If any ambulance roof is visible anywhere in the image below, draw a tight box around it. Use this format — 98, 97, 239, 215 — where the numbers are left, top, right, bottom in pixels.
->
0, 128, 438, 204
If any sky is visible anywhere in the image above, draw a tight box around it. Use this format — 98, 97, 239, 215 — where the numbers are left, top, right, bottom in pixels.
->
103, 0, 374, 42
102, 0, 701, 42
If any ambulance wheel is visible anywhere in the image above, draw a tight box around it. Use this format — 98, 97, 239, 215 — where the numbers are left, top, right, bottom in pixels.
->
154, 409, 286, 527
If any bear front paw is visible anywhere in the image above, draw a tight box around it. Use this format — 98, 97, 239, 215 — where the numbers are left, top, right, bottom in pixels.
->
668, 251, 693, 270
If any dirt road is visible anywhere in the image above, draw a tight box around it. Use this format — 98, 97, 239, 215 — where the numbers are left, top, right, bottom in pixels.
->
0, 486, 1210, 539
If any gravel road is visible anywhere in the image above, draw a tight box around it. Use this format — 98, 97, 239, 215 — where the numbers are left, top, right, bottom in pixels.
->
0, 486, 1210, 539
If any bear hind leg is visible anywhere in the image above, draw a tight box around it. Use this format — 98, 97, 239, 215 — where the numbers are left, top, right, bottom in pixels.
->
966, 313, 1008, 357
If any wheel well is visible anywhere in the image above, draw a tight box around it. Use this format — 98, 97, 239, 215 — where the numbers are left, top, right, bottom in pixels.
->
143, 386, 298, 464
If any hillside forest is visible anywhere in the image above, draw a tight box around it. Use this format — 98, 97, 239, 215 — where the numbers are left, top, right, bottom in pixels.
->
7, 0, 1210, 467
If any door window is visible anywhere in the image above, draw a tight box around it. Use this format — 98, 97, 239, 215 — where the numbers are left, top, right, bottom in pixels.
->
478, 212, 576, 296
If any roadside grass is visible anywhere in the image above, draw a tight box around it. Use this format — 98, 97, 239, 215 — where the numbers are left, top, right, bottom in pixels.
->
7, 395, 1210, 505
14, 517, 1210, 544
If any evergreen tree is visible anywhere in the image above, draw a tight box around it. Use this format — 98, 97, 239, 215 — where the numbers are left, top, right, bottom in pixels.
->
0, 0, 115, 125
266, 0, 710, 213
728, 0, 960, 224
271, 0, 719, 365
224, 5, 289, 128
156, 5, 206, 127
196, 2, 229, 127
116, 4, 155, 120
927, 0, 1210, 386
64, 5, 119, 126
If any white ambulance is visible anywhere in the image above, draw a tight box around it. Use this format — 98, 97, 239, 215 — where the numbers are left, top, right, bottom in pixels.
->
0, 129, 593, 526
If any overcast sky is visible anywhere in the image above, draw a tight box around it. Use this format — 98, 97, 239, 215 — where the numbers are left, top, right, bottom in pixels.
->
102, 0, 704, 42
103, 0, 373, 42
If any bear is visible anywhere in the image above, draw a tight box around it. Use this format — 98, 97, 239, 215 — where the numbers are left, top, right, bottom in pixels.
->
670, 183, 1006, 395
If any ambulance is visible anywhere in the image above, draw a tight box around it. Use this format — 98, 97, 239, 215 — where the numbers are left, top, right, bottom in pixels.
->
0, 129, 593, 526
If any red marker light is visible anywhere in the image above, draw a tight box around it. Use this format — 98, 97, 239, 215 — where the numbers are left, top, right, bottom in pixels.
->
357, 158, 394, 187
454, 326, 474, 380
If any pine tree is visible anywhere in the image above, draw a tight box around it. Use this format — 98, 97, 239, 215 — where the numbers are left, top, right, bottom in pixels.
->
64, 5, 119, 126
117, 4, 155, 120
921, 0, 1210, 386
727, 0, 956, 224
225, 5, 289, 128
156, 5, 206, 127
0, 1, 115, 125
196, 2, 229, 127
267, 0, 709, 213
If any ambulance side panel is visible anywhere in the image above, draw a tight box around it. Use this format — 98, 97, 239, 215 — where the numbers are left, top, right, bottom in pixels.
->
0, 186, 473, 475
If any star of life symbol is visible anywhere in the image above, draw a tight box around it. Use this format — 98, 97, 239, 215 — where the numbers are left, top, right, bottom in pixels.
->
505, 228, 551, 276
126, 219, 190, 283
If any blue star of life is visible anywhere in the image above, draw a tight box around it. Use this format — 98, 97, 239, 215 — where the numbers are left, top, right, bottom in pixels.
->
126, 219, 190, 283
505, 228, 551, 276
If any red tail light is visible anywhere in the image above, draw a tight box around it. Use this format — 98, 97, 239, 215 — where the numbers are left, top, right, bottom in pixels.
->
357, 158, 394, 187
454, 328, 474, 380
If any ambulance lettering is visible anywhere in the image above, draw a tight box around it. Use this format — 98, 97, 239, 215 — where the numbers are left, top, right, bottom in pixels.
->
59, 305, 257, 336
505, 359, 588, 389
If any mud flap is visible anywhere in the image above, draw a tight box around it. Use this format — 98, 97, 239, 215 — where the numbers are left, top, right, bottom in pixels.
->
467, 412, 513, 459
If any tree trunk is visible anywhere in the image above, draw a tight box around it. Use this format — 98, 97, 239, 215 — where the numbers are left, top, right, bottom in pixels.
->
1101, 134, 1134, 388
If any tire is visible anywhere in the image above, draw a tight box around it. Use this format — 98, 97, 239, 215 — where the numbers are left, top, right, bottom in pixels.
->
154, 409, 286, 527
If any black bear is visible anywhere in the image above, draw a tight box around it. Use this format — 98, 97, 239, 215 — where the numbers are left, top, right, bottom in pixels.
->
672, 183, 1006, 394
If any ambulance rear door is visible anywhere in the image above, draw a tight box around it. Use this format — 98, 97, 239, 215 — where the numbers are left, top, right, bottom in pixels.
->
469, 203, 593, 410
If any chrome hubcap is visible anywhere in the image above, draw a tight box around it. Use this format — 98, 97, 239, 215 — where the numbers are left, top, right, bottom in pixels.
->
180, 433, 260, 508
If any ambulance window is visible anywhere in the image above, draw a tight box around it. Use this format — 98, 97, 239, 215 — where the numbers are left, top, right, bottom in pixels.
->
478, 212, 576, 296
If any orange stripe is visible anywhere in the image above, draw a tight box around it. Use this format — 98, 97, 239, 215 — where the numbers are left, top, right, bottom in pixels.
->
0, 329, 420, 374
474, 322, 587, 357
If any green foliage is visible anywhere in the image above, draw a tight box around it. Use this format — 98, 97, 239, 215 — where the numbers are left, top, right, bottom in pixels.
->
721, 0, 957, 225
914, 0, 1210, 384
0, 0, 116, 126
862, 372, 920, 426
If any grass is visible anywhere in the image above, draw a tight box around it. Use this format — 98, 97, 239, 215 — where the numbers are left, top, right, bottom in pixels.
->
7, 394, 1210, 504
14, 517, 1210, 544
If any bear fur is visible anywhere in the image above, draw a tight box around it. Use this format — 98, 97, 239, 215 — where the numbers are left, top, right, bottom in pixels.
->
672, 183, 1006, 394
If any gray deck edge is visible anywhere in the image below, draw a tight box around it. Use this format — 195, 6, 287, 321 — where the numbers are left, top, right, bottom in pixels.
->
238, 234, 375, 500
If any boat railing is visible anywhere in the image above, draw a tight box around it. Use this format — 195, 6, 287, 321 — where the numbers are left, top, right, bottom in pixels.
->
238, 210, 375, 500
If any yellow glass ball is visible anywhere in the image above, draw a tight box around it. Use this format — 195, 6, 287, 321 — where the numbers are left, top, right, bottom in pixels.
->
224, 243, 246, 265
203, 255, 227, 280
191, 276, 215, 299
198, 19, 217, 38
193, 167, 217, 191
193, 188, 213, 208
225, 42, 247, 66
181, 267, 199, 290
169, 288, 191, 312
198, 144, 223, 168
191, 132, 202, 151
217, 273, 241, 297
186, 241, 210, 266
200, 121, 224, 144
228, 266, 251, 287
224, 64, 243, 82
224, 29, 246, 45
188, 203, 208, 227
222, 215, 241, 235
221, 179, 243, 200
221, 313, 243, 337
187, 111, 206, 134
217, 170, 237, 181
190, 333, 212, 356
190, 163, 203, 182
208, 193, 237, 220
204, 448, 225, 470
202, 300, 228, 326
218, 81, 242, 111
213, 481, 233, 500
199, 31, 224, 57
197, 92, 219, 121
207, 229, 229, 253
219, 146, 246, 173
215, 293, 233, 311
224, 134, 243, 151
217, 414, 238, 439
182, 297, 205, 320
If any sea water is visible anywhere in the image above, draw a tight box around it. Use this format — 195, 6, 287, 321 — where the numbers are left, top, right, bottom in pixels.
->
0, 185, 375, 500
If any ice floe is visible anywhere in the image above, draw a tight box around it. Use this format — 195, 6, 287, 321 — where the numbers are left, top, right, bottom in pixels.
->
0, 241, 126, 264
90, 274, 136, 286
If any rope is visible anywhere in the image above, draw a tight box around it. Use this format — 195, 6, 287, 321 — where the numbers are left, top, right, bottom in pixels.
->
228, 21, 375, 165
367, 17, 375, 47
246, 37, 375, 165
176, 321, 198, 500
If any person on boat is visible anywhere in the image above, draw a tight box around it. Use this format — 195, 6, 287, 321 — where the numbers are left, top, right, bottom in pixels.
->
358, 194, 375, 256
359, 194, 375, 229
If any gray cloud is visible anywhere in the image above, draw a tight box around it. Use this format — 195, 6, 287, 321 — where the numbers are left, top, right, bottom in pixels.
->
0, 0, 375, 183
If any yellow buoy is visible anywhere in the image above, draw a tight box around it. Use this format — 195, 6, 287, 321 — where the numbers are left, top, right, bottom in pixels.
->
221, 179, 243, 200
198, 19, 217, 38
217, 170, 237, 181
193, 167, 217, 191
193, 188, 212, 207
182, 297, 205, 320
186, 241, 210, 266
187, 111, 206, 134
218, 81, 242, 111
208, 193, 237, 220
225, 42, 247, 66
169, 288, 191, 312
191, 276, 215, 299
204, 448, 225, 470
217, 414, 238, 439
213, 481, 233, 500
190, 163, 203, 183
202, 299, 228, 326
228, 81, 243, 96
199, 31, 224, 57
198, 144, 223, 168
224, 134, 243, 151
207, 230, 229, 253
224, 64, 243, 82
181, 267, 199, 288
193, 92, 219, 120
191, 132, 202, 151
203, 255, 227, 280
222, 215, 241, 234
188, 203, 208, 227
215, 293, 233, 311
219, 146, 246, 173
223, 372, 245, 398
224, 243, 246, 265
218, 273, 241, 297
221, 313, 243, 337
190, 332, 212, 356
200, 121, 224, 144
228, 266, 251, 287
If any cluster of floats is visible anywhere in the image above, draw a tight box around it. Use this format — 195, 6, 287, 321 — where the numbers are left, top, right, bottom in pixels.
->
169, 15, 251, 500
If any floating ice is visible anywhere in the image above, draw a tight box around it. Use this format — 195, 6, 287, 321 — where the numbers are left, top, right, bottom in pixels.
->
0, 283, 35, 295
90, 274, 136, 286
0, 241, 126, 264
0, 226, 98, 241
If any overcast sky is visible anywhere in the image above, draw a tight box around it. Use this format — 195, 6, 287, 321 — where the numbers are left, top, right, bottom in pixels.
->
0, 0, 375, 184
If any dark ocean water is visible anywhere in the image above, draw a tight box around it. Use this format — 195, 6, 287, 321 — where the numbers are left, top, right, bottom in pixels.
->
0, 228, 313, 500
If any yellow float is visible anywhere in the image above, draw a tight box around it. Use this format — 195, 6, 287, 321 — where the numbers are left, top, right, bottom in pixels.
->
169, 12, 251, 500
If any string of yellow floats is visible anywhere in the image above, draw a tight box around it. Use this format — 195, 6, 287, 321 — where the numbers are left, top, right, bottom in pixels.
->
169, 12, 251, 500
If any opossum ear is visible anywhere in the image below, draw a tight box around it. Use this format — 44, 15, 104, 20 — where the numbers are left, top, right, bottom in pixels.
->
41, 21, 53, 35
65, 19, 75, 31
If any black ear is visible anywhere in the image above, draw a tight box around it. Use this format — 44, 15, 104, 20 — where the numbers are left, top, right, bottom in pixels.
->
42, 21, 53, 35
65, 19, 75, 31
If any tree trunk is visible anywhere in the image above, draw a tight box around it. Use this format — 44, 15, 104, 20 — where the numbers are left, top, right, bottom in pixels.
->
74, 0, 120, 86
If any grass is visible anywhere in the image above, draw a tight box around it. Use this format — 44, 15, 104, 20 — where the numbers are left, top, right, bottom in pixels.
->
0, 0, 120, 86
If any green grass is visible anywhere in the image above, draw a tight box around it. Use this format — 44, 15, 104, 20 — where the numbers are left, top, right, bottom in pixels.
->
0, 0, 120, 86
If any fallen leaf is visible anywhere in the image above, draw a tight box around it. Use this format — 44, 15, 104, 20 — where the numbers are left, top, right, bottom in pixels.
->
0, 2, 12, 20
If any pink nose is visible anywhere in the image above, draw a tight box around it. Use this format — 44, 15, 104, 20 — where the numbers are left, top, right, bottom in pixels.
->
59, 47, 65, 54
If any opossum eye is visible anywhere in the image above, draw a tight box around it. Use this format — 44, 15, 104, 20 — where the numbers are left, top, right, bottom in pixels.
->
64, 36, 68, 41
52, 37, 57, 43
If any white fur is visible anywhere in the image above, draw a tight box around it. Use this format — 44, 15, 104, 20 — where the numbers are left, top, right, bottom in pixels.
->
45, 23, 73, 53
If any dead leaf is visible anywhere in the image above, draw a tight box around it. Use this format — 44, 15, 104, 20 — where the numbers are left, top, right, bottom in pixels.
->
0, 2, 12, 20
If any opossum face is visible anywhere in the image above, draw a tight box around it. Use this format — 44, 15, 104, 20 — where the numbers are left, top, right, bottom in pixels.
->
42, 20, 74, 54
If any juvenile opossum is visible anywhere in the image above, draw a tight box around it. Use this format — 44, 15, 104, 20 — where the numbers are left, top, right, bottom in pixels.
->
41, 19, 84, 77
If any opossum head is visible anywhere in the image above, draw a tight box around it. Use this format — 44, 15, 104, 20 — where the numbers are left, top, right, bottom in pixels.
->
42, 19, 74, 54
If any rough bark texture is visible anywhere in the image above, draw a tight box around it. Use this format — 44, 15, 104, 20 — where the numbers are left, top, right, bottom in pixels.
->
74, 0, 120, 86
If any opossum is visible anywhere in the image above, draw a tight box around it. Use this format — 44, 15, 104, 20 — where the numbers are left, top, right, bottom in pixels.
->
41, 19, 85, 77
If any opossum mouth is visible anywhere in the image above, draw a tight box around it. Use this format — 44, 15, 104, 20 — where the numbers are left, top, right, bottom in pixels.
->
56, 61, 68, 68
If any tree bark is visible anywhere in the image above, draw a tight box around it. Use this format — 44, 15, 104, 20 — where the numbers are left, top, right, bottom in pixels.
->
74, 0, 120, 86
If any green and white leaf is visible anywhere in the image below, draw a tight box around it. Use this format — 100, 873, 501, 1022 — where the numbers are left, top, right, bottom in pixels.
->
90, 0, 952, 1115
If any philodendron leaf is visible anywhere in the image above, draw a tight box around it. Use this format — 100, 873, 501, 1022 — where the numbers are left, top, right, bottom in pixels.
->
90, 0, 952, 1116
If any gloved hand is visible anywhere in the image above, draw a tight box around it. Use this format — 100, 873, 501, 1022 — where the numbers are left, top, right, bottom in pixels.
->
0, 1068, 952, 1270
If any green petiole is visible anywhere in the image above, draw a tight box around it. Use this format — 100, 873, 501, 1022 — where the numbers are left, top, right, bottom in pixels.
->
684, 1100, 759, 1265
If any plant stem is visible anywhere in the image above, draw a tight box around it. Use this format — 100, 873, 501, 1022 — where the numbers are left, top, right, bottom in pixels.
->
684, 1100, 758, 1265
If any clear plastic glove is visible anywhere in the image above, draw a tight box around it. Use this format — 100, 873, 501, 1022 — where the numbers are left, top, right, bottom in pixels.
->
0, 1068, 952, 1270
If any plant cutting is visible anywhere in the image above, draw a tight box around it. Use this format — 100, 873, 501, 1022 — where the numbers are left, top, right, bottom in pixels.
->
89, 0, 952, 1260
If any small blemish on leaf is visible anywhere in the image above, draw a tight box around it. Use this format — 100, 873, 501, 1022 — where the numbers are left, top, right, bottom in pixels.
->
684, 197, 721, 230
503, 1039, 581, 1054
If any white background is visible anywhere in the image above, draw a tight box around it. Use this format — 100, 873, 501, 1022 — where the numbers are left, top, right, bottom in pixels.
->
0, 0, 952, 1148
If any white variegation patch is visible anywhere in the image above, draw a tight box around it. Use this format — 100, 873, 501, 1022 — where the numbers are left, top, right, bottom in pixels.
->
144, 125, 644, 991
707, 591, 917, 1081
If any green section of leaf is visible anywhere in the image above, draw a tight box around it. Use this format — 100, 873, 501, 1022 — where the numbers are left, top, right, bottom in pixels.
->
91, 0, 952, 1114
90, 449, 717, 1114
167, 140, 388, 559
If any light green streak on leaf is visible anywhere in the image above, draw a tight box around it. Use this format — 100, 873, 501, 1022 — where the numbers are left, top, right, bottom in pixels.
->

*WHAT YOU ARE ASKED TO DO*: Reproduce the material starting at its first line and ending at the line containing "143, 386, 298, 464", swapping "tight" for "close-fitting" and leaving everything else unchanged.

*ANSWER FOR THE TASK*:
If any ambulance roof is visible anywhere in the image below, draw a close-fitting box around it. Use this format — 98, 97, 239, 215 — where the numbers are left, top, right, bottom in pixels.
->
0, 128, 438, 204
If any sky is visible anywhere in the image above, draw a close-fitting box around it. Use this format — 98, 97, 239, 215 — where the numbers are left, top, right, bottom in pixels.
->
103, 0, 374, 42
102, 0, 701, 42
If any ambulance wheel is visible anywhere in the image above, draw a close-fitting box around it. Use this format — 98, 97, 239, 215 — where the numbers are left, top, right, bottom in pixels.
->
154, 409, 286, 527
If any bear front paw is visible anywhere in the image above, draw a close-fitting box around it. Use this format — 98, 97, 239, 215 — where the numbers are left, top, right, bottom in pixels.
->
668, 251, 693, 270
If any dirt road is visible anywhere in the image above, draw a close-fitting box around it. Use this format — 98, 97, 239, 215 — where the numbers are left, top, right, bottom in pixels.
->
0, 486, 1210, 539
If any gravel road is visible anywhere in the image above, draw a close-fitting box around it. Use this format — 98, 97, 239, 215 — where the numbers are left, top, right, bottom in pixels.
->
0, 486, 1210, 539
If any bear hind leg is visible anywhere in the image above, draw a close-fitting box around it. Use this format — 98, 97, 239, 215 — where the numbers are left, top, right, bottom in pixels.
->
966, 313, 1008, 357
If any wheel well is visible anywhere in the image above, draw a close-fitting box around it. Use this format — 98, 97, 239, 215 — where the numbers are left, top, right, bottom in pixels.
->
143, 386, 298, 464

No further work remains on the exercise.